### Data for this task
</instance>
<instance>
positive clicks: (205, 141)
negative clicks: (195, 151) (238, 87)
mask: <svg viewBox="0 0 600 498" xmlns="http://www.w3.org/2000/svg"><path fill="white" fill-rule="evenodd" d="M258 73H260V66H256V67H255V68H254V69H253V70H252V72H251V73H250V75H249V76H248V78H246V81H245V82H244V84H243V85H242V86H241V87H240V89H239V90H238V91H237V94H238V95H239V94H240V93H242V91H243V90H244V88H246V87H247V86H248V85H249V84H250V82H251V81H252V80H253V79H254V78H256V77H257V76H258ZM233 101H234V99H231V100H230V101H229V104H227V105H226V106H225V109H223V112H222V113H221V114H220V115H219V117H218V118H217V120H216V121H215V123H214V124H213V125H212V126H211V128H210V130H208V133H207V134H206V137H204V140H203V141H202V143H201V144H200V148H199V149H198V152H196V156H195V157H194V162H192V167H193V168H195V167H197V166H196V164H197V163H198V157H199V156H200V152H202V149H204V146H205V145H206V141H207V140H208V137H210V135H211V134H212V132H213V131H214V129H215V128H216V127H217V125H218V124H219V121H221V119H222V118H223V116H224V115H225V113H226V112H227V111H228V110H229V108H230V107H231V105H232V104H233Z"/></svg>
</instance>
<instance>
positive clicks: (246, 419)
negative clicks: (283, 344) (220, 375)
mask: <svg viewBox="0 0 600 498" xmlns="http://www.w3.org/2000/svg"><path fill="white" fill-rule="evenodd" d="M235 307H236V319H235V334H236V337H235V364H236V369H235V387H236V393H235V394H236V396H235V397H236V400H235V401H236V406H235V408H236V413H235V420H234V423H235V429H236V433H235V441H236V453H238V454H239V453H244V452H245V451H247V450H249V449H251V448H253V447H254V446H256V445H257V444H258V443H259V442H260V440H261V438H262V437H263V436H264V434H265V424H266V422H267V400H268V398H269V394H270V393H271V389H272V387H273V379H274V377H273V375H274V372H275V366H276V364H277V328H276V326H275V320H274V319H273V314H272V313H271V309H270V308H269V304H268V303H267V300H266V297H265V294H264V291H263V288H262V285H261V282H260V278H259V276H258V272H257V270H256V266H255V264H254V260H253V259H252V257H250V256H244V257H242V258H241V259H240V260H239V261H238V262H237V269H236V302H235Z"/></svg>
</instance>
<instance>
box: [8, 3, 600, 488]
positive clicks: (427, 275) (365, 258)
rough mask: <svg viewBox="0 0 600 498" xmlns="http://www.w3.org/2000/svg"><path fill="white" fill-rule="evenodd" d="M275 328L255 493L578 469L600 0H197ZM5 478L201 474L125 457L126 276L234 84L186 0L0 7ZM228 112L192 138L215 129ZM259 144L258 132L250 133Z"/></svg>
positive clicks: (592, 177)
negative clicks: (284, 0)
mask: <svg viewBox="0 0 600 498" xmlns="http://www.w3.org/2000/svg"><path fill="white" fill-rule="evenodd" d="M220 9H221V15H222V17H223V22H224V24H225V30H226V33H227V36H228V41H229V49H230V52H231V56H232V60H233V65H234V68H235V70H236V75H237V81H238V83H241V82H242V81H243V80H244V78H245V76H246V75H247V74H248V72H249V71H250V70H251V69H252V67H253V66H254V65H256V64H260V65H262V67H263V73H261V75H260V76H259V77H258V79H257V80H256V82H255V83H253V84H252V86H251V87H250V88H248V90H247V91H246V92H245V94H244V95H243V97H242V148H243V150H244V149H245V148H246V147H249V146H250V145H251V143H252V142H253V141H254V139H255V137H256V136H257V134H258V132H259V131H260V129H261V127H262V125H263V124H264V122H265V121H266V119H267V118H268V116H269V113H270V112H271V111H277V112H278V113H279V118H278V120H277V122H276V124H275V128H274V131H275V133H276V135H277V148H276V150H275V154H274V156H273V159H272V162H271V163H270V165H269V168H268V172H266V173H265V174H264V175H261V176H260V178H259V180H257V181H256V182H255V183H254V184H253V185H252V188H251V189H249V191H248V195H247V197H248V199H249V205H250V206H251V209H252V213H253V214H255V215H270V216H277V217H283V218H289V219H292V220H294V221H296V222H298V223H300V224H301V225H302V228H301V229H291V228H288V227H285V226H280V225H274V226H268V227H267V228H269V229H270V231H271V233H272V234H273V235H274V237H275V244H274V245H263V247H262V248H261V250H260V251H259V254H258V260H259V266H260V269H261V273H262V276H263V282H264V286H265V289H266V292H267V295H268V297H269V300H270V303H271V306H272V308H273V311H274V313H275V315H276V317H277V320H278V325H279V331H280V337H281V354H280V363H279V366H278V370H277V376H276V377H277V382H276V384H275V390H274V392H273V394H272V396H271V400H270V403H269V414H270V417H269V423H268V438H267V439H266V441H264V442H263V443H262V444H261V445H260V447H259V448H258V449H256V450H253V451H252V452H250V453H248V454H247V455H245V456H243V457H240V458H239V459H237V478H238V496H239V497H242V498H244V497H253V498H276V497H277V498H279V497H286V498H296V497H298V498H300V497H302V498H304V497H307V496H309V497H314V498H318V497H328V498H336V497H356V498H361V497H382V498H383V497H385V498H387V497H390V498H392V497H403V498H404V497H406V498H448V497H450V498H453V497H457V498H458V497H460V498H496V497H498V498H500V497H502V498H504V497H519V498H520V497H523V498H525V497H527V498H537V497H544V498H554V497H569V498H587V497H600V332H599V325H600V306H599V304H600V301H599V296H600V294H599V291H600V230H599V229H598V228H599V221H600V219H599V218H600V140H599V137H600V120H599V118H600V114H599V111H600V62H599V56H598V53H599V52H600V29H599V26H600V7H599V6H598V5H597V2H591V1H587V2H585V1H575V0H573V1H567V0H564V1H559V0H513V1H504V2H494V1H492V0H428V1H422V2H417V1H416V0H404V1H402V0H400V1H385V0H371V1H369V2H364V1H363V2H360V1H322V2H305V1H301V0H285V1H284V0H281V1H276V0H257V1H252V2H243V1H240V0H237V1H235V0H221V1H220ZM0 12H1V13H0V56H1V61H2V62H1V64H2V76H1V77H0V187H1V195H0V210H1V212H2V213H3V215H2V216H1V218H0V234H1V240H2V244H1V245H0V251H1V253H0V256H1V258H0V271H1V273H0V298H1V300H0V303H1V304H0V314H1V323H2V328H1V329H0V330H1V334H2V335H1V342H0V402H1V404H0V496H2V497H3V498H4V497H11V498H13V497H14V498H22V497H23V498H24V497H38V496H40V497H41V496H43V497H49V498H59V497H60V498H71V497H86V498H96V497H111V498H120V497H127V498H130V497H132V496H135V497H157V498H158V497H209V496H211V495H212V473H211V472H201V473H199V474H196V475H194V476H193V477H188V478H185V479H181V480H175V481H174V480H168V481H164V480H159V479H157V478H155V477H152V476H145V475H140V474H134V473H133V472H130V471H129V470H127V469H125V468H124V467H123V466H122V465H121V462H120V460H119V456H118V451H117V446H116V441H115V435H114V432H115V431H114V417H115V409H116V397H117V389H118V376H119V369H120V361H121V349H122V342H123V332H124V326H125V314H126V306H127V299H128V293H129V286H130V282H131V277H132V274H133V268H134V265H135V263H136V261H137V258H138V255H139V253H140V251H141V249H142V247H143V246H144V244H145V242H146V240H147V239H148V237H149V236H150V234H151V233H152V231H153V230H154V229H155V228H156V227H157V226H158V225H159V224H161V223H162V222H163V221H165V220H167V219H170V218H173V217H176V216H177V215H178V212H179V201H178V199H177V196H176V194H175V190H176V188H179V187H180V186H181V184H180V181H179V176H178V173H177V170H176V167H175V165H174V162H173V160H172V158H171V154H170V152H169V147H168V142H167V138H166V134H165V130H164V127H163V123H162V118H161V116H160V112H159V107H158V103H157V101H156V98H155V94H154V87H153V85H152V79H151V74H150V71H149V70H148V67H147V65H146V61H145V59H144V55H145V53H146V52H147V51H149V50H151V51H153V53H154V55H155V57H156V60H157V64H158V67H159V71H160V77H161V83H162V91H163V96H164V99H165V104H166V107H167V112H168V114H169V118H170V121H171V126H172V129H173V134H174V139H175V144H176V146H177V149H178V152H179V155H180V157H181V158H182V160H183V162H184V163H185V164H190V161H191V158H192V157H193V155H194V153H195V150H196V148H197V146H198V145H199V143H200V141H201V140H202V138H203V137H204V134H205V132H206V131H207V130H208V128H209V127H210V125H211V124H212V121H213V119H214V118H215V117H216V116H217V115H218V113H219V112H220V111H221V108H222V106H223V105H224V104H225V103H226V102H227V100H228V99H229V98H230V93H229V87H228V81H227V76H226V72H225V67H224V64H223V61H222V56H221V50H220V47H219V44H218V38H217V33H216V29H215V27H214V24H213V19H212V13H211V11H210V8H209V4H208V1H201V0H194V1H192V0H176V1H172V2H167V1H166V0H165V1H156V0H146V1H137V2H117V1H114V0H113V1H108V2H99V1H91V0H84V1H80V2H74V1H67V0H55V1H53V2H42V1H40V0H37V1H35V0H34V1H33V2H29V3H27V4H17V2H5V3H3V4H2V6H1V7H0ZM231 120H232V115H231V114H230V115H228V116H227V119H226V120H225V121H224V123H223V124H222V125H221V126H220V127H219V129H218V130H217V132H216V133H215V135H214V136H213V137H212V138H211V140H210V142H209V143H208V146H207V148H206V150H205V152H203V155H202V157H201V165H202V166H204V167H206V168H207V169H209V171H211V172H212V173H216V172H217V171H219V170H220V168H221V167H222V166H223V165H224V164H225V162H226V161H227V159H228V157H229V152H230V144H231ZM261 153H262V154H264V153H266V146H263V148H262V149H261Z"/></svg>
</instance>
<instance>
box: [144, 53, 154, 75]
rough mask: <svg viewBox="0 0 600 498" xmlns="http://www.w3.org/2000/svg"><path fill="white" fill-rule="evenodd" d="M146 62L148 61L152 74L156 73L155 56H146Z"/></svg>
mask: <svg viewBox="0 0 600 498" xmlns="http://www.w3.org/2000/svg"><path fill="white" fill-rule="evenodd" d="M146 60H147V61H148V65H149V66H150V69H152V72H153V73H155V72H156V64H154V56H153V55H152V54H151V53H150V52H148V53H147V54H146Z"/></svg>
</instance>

### Task prompt
Above are the entries. Copy exactly the part that opens with the line containing "negative clicks: (283, 344) (220, 375)" and closes with the line containing "positive clicks: (427, 275) (365, 258)", and no more.

### Answer for the task
negative clicks: (283, 344) (220, 375)
mask: <svg viewBox="0 0 600 498" xmlns="http://www.w3.org/2000/svg"><path fill="white" fill-rule="evenodd" d="M235 307H236V319H235V334H236V337H235V364H236V369H235V387H236V393H235V394H236V396H235V397H236V400H235V401H236V406H235V408H236V413H235V420H234V423H235V429H236V433H235V441H236V453H238V454H239V453H244V452H245V451H247V450H249V449H251V448H253V447H254V446H256V445H257V444H258V443H259V442H260V440H261V438H262V437H263V436H264V434H265V424H266V422H267V400H268V398H269V394H270V393H271V389H272V387H273V379H274V377H273V375H274V372H275V366H276V364H277V328H276V326H275V320H274V319H273V314H272V313H271V309H270V308H269V304H268V303H267V300H266V297H265V294H264V291H263V288H262V285H261V282H260V278H259V276H258V272H257V270H256V266H255V264H254V260H253V259H252V257H250V256H244V257H242V258H241V259H240V260H239V261H238V262H237V269H236V302H235Z"/></svg>
</instance>
<instance>
box: [8, 3, 600, 488]
positive clicks: (427, 275) (365, 258)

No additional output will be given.